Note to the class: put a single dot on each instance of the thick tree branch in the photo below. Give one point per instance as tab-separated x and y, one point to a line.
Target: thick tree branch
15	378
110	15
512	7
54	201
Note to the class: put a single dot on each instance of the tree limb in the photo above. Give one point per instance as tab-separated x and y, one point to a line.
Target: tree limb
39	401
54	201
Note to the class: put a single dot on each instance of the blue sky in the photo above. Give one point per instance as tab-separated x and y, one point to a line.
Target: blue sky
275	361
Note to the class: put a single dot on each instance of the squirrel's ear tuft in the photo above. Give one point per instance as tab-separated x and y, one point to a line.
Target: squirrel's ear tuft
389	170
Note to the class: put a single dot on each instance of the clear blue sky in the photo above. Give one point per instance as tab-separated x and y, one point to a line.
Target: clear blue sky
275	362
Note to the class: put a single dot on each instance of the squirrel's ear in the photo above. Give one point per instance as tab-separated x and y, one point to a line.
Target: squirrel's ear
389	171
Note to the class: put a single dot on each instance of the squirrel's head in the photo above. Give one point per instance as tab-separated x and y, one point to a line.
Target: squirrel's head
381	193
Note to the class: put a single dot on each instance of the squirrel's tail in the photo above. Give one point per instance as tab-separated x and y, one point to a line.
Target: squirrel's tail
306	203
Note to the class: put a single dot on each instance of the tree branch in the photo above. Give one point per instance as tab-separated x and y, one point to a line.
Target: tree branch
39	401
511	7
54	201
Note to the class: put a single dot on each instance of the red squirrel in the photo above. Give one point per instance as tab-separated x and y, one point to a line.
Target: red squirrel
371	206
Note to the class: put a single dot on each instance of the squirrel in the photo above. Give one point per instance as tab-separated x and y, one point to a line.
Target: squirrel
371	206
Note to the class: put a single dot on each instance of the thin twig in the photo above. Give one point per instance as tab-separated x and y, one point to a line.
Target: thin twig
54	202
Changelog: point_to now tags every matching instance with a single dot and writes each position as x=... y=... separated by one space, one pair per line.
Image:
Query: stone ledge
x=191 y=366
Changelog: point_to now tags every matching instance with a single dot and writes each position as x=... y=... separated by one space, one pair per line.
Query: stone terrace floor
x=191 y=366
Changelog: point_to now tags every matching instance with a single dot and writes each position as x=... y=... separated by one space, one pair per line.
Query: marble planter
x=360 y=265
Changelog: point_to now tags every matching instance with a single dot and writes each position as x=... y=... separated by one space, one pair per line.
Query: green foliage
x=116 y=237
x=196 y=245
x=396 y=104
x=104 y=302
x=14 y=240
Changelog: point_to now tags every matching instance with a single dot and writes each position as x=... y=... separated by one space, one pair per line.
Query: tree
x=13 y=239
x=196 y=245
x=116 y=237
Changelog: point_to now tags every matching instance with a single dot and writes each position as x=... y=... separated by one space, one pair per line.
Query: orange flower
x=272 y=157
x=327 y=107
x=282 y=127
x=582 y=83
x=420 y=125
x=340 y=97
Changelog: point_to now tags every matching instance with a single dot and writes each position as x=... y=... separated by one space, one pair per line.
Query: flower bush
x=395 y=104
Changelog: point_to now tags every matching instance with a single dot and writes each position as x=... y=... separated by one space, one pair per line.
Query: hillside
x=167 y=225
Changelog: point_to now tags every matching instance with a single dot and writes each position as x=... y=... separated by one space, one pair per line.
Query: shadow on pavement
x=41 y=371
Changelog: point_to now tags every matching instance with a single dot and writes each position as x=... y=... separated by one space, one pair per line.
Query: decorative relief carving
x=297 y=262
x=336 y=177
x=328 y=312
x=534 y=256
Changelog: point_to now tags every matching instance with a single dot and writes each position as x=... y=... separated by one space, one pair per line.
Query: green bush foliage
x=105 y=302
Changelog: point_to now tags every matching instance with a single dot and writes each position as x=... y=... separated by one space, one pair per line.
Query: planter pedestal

═══

## [Task to complete]
Filter the records above down to the lines that contain the string "thick", and copy each of those lines in full.

## [Exercise result]
Note to the class: put a single dot on each instance of the thick tree branch in the photo below. Give one point per instance as tab-separated x and y, one point to a line.
Target: thick tree branch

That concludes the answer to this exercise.